With Postgres specifically, the use of UUIDv4 (or ULID) PKs will also cause an enormous amount of WAL bloat [2], unless you happen to be rolling your own DB and are using ZFS for the file system, and you've disabled `full_page_writes` (which is the only safe way to do so). I have personally seen this take down prod, because the other nodes couldn't keep up with the changes being issued (fun fact, most AWS instances under `.4xlarge` in size have a baseline network speed that's much lower than rated).

[0]: https://gist.github.com/stephanGarland/ee38c699a9bb999894d76...

[1]: https://gist.github.com/stephanGarland/fe0788cf2332d6e241ff3...

[2]: https://www.2ndquadrant.com/en/blog/on-the-impact-of-full-pa...


> This starts to matter quite a bit at the millions/billions of rows scale.

Only if you have no other data in the database? Our UTF8 encoded strings easily beat all the UUID’s in terms of storage size.


I doubt those are also duplicated repeatedly in indexes throughout the database.


> I've done [0] benchmarks, with [1] source to recreate it.

Where's the source for the data files? Without that it's not possible to make sense of these benchmarks. Are the keys sorted?

Comparing random-insert to insert-at-end, if that is what you are indeed doing, is silly and not representative of real-world scenarios.

Even then, it's _less than_ a 2x overhead, which is far from an order-of-magnitude difference and squarely within the realm of "I don't care."

> All of which become compounded by the use of non-k-sortable keys.

But that's the thing -- they don't! Bad queries, like missing an index, improperly pruning via predicate pushdown and recursive queries will all dominate performance regardless of what you do here. We're not talking _quadratic_ behavior here. The compounding effect you are worried about is negligible for the vast, vast majority of workloads.
##########
**CHALLENGE A**
Edit the rows from the line containing "Category: hooded jacket" through the end of the rows, replacing "white jersey" with "white shirt" and leaving everything else unchanged.
The text and the rows come from unrelated sources.
##########
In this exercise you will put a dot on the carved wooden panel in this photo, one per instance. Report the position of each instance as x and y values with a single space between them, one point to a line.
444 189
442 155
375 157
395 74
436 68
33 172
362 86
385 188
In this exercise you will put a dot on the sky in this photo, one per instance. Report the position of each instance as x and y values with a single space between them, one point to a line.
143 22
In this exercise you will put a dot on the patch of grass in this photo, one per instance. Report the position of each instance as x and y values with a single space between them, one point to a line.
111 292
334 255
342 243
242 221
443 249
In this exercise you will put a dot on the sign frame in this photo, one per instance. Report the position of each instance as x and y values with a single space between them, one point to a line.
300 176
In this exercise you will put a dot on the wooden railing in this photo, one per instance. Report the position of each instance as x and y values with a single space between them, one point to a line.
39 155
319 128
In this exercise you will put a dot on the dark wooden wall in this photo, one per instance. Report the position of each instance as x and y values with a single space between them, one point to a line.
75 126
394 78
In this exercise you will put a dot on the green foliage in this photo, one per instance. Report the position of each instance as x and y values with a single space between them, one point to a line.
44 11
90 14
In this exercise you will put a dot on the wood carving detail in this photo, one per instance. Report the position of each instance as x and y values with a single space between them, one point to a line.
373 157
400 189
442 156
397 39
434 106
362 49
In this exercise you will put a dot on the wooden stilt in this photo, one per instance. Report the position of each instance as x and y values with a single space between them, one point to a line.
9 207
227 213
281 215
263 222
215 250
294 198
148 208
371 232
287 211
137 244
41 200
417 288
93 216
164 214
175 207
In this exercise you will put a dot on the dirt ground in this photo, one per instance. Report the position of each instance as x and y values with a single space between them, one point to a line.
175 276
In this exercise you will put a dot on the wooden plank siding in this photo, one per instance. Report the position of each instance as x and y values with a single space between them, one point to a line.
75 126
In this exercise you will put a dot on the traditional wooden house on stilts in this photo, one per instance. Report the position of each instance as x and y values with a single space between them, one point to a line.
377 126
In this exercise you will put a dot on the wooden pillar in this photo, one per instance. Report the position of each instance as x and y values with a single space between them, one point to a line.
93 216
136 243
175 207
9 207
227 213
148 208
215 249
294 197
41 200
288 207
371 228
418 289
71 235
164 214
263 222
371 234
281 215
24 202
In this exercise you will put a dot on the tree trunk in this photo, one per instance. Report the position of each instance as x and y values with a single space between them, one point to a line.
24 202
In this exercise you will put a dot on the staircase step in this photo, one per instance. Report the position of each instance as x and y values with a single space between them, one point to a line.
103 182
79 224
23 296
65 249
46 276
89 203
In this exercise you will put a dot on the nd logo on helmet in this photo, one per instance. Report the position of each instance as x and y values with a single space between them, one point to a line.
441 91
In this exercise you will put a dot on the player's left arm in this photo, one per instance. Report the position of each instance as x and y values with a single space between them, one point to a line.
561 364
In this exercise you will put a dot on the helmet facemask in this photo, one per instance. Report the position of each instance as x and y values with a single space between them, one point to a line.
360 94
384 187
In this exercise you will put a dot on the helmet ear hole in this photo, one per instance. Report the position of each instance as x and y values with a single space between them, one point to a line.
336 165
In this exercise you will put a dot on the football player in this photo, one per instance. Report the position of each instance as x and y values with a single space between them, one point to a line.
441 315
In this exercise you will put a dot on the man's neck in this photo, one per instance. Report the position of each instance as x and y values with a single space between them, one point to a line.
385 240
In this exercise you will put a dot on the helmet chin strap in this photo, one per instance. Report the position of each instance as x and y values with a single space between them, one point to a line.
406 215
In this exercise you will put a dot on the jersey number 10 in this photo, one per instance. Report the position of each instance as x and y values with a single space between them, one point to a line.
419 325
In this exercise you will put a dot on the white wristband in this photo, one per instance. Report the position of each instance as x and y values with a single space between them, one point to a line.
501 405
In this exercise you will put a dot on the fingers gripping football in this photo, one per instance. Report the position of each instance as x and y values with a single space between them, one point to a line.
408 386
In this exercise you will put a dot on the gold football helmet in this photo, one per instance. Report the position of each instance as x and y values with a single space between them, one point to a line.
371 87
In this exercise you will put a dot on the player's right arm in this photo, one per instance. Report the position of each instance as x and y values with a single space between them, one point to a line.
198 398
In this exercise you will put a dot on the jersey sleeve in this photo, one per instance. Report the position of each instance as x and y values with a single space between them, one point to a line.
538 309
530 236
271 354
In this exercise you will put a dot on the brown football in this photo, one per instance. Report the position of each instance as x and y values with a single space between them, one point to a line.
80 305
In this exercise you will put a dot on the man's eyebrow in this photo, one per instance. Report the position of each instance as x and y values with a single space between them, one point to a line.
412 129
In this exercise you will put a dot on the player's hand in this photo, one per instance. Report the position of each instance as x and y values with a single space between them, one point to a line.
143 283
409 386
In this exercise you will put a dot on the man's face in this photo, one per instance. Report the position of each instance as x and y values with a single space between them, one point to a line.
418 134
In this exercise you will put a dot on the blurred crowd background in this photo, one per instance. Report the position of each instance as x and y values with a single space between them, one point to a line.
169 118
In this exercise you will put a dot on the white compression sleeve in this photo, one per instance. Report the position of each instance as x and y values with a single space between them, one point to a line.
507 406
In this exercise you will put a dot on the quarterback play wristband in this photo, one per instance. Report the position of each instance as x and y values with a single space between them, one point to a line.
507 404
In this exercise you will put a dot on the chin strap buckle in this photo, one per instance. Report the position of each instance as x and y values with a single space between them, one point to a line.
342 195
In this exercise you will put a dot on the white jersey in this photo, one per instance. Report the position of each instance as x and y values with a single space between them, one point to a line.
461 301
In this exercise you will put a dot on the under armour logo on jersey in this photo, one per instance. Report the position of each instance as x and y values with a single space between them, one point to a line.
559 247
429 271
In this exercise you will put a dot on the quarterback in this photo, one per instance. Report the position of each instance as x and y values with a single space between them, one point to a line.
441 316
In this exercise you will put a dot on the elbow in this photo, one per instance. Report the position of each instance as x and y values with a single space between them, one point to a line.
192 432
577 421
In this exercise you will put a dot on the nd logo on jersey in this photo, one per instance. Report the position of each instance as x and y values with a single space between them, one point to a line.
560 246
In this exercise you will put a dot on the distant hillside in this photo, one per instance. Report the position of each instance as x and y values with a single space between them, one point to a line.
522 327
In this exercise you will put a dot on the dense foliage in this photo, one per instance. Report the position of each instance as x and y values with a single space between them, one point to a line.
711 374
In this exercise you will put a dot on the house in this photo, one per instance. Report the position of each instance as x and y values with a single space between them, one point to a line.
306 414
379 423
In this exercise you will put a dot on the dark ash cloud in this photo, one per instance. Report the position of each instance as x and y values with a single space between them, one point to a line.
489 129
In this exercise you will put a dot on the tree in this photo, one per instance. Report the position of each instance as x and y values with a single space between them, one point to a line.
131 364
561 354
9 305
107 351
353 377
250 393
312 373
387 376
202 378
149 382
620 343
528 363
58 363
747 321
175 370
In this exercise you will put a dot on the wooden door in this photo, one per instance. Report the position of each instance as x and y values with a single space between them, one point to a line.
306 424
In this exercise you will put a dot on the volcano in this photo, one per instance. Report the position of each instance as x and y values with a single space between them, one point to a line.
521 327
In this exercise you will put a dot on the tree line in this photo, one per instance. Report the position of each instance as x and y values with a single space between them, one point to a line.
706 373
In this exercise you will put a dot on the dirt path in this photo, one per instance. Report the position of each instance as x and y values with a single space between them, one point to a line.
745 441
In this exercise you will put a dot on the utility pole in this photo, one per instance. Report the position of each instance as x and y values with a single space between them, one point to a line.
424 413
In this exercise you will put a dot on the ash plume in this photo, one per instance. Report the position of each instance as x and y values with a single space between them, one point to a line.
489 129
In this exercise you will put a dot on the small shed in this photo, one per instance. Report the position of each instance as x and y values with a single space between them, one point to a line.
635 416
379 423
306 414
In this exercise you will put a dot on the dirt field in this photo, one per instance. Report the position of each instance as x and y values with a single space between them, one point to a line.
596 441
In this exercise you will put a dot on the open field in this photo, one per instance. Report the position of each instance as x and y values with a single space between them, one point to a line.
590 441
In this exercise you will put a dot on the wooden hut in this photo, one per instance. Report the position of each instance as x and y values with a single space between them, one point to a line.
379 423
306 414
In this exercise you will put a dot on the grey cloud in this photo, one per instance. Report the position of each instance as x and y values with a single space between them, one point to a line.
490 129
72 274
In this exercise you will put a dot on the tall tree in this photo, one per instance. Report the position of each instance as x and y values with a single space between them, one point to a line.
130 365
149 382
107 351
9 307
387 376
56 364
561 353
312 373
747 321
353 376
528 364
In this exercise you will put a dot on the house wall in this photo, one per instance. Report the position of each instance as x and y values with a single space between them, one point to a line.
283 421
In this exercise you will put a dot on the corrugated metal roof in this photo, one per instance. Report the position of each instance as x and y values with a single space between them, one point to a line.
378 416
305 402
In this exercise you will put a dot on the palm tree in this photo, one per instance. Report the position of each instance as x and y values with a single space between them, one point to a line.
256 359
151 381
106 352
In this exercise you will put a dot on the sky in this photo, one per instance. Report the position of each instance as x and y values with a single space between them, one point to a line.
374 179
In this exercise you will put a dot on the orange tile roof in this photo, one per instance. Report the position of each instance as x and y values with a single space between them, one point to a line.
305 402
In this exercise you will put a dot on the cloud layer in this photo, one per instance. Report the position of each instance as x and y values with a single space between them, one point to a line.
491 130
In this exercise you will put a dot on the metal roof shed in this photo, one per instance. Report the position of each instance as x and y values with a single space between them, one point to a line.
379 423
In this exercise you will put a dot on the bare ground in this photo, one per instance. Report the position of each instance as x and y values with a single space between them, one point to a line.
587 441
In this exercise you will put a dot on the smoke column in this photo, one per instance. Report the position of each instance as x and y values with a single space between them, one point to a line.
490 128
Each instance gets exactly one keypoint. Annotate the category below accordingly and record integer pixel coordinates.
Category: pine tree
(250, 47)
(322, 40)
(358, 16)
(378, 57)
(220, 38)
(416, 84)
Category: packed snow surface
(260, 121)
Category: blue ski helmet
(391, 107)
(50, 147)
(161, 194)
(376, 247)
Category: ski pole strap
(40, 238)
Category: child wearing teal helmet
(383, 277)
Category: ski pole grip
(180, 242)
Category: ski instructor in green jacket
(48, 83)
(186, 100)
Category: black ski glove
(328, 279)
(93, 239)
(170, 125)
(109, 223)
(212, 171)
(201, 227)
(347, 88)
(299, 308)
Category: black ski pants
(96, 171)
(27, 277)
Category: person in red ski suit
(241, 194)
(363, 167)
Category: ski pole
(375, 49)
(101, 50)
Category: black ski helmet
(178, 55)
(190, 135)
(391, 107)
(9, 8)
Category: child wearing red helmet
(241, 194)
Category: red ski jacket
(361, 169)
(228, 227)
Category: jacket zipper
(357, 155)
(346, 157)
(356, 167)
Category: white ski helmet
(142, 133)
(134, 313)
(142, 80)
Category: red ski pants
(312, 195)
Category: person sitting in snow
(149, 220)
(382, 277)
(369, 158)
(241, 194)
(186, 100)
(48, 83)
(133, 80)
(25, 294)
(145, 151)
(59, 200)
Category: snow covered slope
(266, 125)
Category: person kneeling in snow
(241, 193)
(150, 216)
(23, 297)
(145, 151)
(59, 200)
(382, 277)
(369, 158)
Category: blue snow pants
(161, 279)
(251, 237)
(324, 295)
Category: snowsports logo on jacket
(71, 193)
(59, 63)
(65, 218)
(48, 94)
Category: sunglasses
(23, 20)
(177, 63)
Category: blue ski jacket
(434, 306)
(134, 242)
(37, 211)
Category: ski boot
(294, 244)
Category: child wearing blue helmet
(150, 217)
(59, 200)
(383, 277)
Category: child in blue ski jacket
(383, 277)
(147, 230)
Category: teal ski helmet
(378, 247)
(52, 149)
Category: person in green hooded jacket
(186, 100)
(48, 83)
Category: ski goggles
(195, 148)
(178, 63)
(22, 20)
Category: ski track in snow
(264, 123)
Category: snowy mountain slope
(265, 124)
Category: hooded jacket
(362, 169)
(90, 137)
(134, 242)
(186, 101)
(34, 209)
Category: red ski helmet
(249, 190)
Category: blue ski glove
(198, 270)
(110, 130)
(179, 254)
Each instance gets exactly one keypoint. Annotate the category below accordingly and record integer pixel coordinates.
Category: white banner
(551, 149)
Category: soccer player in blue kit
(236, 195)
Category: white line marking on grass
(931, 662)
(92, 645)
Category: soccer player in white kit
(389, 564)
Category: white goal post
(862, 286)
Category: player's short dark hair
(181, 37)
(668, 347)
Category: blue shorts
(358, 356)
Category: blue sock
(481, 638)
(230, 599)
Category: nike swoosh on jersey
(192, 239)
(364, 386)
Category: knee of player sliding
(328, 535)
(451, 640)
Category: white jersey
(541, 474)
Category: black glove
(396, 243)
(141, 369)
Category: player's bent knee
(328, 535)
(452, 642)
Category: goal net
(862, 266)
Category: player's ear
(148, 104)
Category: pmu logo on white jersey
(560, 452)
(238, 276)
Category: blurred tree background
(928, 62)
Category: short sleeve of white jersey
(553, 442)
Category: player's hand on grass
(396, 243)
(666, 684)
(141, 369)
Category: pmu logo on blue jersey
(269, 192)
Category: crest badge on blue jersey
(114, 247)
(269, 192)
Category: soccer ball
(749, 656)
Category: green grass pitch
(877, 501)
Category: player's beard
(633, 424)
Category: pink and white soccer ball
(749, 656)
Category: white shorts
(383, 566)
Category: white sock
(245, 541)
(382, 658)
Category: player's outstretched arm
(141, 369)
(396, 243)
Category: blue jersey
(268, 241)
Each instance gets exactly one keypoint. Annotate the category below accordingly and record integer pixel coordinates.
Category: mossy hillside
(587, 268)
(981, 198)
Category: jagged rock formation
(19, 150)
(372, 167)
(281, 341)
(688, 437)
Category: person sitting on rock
##########
**CHALLENGE B**
According to the thread on UUID primary keys, what does using UUIDv4 keys cause in Postgres?

**OUTPUT A**
Category: hooded jacket
(362, 169)
(90, 137)
(134, 242)
(186, 101)
(34, 209)
Category: red ski helmet
(249, 190)
Category: blue ski glove
(198, 270)
(110, 130)
(179, 254)
Each instance gets exactly one keypoint. Annotate the category below accordingly and record integer pixel coordinates.
Category: white banner
(551, 149)
Category: soccer player in blue kit
(236, 195)
Category: white line marking on grass
(931, 662)
(92, 645)
Category: soccer player in white kit
(389, 564)
Category: white goal post
(862, 286)
Category: player's short dark hair
(181, 37)
(668, 347)
Category: blue shorts
(358, 356)
Category: blue sock
(481, 638)
(230, 599)
Category: nike swoosh on jersey
(192, 239)
(364, 386)
Category: knee of player sliding
(328, 535)
(451, 640)
Category: white shirt
(541, 474)
Category: black glove
(396, 243)
(141, 369)
Category: player's bent knee
(328, 535)
(452, 642)
Category: goal net
(862, 266)
Category: player's ear
(148, 104)
Category: pmu logo on white shirt
(560, 452)
(238, 276)
Category: blurred tree background
(928, 62)
Category: short sleeve of white shirt
(553, 442)
Category: player's hand on grass
(396, 243)
(666, 684)
(141, 369)
Category: pmu logo on blue jersey
(269, 192)
Category: crest badge on blue jersey
(114, 247)
(269, 192)
Category: soccer ball
(749, 656)
Category: green grass pitch
(877, 501)
Category: player's beard
(633, 424)
Category: pink and white soccer ball
(749, 656)
Category: white shorts
(383, 566)
Category: white sock
(245, 541)
(382, 658)
Category: player's outstretched arm
(141, 369)
(396, 243)
Category: blue jersey
(268, 241)
Each instance gets exactly one keypoint. Annotate the category below accordingly and record integer pixel coordinates.
Category: mossy hillside
(587, 268)
(981, 198)
Category: jagged rock formation
(19, 150)
(372, 167)
(281, 341)
(688, 437)
Category: person sitting on rock

**OUTPUT B**
An enormous amount of WAL bloat.